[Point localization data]

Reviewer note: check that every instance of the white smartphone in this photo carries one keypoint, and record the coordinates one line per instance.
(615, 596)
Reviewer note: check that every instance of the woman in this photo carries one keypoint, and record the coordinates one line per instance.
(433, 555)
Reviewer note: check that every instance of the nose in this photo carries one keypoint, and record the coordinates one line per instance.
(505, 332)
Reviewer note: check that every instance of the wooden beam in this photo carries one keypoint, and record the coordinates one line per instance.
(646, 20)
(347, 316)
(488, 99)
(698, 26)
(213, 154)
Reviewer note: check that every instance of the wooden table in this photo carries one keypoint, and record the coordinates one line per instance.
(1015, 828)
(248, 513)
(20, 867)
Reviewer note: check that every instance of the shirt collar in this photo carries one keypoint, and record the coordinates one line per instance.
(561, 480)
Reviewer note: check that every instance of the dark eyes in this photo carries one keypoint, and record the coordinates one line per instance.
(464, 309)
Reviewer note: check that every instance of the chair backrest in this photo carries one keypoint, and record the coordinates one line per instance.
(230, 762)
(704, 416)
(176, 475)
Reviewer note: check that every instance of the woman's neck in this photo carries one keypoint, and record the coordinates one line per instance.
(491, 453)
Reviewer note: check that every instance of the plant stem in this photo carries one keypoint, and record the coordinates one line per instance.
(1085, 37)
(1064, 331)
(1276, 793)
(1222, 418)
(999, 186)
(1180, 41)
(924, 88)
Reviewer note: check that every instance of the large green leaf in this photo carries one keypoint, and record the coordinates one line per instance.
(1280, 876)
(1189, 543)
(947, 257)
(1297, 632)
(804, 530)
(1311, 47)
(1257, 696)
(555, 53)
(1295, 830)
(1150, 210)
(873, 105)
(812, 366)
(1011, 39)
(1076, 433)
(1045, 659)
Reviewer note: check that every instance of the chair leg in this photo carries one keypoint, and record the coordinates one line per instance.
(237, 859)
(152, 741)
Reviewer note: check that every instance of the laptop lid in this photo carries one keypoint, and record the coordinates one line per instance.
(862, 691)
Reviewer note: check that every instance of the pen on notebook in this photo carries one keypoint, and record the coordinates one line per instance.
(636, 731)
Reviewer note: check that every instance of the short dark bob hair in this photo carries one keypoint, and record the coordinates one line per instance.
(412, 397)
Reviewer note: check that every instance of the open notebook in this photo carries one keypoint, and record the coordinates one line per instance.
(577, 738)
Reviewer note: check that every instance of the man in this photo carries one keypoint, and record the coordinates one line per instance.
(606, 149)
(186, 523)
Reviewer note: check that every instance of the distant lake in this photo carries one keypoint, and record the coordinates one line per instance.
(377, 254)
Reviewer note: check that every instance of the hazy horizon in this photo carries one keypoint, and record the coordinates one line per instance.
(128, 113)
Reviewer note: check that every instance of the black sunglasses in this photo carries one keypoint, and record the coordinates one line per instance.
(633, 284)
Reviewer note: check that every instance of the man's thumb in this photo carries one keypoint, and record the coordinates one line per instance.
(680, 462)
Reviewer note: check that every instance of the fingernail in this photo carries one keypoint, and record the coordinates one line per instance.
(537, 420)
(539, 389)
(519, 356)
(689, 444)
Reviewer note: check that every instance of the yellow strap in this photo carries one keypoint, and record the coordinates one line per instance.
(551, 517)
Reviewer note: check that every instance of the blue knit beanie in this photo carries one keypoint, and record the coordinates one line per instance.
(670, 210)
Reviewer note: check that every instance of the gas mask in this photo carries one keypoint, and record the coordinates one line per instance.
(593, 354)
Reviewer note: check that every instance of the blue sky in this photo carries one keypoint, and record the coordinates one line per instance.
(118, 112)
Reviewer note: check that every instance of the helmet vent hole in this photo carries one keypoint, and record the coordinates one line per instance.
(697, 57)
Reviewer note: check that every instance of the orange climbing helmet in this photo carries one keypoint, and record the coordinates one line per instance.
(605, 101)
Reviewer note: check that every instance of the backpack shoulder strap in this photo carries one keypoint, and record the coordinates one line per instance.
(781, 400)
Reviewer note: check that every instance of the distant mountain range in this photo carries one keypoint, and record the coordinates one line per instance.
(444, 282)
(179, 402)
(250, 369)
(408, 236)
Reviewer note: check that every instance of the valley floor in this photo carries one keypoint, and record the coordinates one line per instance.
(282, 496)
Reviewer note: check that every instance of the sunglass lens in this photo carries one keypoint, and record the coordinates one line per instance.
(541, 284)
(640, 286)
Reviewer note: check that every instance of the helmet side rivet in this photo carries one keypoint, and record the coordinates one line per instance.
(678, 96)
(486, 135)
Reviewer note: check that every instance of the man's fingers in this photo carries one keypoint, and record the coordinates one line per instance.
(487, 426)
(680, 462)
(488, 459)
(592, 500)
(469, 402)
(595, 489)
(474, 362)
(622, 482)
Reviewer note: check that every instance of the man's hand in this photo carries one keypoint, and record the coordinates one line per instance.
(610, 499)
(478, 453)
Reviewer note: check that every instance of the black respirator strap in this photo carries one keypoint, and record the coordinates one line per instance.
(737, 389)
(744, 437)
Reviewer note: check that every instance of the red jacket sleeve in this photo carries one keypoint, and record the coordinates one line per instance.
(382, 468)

## TASK GOAL
Restate the entries above. Match them exactly.

## YOUR RESPONSE
Reviewer note: check that every instance of the white smartphone in this photo carries one keypoint, and record the coordinates one line per instance.
(615, 596)
Reviewer note: check that every instance of the woman in this photo carries one keypoint, and record the coordinates one line per instance.
(433, 555)
Reviewer note: check that every instance of the nose in this photo carries one keypoint, and record the coordinates one line per instance.
(505, 332)
Reviewer note: check that every instance of the wooden beam in this photo carries one keypoint, and record the coordinates one line per instance.
(646, 20)
(347, 316)
(488, 99)
(698, 26)
(213, 154)
Reviewer note: check that every instance of the wooden table in this photo carries one keypoint, and record the coordinates one line per instance.
(1015, 828)
(248, 513)
(20, 867)
Reviewer note: check that every instance of the shirt collar in this photo carries one keypoint, and record the coordinates one line per instance.
(561, 480)
Reviewer note: check that every instance of the dark eyes in this photo carries one keypoint, and record the coordinates one line per instance.
(464, 309)
Reviewer note: check that every instance of the chair backrest in this photo carries one keypoint, and record the coordinates one line per instance.
(230, 762)
(704, 416)
(176, 475)
Reviewer note: check that every instance of the woman's neck in this photo carries one keypoint, and record the coordinates one line per instance.
(491, 453)
Reviewer note: check that every instance of the plant stem in this photo carries one keypoint, and record the coordinates one line per instance.
(1085, 37)
(1064, 331)
(1276, 793)
(1222, 418)
(999, 186)
(1180, 41)
(924, 88)
Reviewer note: check that every instance of the large green leaf in this photo carries one keypoint, and record the coordinates one line per instance.
(1280, 876)
(1189, 543)
(947, 257)
(1297, 632)
(804, 530)
(1311, 47)
(1257, 696)
(555, 53)
(1295, 830)
(1150, 210)
(873, 105)
(812, 366)
(1011, 39)
(1076, 433)
(1045, 659)
Reviewer note: check that every instance of the chair leg in this photo carries one keypoint, and record the coordinates one line per instance.
(237, 859)
(152, 741)
Reviewer note: check that every instance of the laptop lid in this photo carries one keypoint, and record the coordinates one line per instance.
(862, 691)
Reviewer note: check that every instance of the pen on notebook in this photo carries one keypoint, and record the coordinates one line per instance.
(636, 731)
Reviewer note: check that every instance of the short dark bob hair in this photo carries one keypoint, and record the coordinates one line per instance.
(412, 397)
Reviewer note: check that every instance of the open notebook in this photo carries one keypoint, and record the coordinates one line per instance.
(577, 738)
Reviewer note: check that every instance of the man in this photo carries one keypoint, and record the coordinates one line per instance.
(606, 149)
(186, 523)
Reviewer note: check that every instance of the distant lake in this photo carries one keypoint, and record the coordinates one line per instance.
(377, 254)
Reviewer note: check that every instance of the hazy horizon in this photo carries one keypoint, and record the coordinates one line per instance.
(128, 113)
Reviewer note: check that every instance of the black sunglasses in this photo carries one keypoint, and record the coordinates one line per instance.
(633, 284)
Reviewer note: check that every instance of the man's thumb in this photo carries one keypoint, and record the coordinates one line per instance.
(680, 462)
Reviewer note: check that every instance of the fingernail in this photo carries one keypoint, and record the coordinates one line per instance.
(537, 420)
(539, 389)
(519, 356)
(689, 444)
Reviewer note: check that every instance of the yellow strap in this photo carries one keypoint, and record the coordinates one line per instance.
(551, 517)
Reviewer note: check that every instance of the blue knit beanie in this photo carries one keypoint, and record the coordinates one line per instance.
(670, 210)
Reviewer note: check that every instance of the gas mask in this photo carries one keypoint, and record the coordinates one line per instance.
(593, 354)
Reviewer note: check that every instance of the blue sky in this photo carries one keypoint, and record the coordinates one line per instance.
(118, 112)
Reviewer note: check that every instance of the helmet vent hole in this photo carries one keypoint, and record the coordinates one line per instance.
(697, 57)
Reviewer note: check that every instance of the orange climbing helmet in this photo carries one keypoint, and record the coordinates one line per instance.
(605, 101)
Reviewer note: check that every instance of the backpack shoulder strap in this photo carries one keypoint, and record the coordinates one line per instance.
(781, 400)
Reviewer note: check that every instance of the distant mountain range in this photo carries one keypoint, and record the coordinates one line per instance.
(444, 282)
(179, 402)
(250, 369)
(408, 236)
Reviewer note: check that every instance of the valley floor in this photo carries one keypoint, and record the coordinates one line per instance.
(282, 496)
Reviewer note: check that every instance of the sunglass lens in this photo carries one keypoint, and record the coordinates one line per instance.
(541, 284)
(640, 286)
Reviewer note: check that every instance of the helmet side rivet in this photo carries one keypoint, and record the coordinates one line per instance.
(678, 96)
(486, 135)
Reviewer note: check that every instance of the man's fingers in this photo carries one keypoint, and record the coordinates one line per instance.
(487, 426)
(680, 462)
(488, 459)
(592, 500)
(469, 402)
(595, 489)
(474, 362)
(622, 482)
Reviewer note: check that every instance of the man's hand in this photo carries one keypoint, and record the coordinates one line per instance.
(610, 499)
(478, 453)
Reviewer note: check that every instance of the black respirator strap in this photo carries one keypoint, and record the coordinates one line per instance.
(737, 389)
(744, 437)
Reviewer note: check that every instance of the red jacket sleeve in this photo carries one keypoint, and record the coordinates one line per instance.
(382, 468)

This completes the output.